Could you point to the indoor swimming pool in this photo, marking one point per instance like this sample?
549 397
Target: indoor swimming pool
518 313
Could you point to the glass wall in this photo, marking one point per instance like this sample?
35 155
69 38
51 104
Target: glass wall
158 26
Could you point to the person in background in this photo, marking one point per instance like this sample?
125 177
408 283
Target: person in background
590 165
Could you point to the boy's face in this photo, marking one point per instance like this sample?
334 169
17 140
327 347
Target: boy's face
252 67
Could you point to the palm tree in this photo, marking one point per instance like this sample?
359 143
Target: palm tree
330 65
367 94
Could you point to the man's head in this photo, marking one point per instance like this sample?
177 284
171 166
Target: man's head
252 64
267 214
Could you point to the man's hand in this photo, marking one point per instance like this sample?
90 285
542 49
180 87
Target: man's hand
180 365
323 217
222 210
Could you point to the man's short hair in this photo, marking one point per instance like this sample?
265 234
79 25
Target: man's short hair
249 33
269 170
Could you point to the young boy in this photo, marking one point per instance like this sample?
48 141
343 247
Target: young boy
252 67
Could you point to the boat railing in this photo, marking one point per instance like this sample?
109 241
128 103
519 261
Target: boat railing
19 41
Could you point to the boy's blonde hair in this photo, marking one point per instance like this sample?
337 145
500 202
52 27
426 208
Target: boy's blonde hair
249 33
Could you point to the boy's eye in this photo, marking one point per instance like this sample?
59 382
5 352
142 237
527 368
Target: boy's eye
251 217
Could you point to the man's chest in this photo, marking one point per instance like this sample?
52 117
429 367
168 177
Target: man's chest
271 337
--
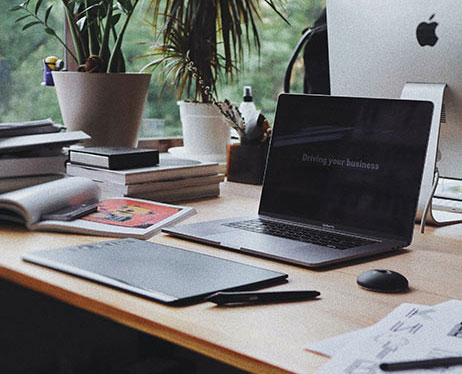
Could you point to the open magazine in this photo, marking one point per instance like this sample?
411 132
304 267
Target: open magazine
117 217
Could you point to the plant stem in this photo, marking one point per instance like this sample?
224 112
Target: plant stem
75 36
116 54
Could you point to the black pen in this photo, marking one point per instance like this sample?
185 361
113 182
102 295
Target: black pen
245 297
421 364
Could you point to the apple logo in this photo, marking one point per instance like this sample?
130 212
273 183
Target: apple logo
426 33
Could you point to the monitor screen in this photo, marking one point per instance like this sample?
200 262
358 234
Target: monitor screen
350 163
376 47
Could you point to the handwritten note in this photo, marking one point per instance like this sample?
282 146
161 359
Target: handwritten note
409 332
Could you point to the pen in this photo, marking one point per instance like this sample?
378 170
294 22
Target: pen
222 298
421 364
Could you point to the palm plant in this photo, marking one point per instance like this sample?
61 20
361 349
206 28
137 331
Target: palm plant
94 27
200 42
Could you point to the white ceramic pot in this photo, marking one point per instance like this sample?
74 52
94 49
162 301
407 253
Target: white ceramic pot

REQUIRED TASK: Output the data lines from the one holding "Could you point to the palm plant" through the one holding "Target: white ceramic pot", inclusive, reproducing them verbatim.

WRITTEN REPLY:
Could you point to the palm plant in this photo, marking one point per instance like this sample?
61 20
361 349
206 28
137 331
Target: palm plant
94 27
200 42
Could you point to the white ceramic pot in this photo, marking one point per instance like this sample?
74 52
94 49
162 301
407 253
Target: white ceramic pot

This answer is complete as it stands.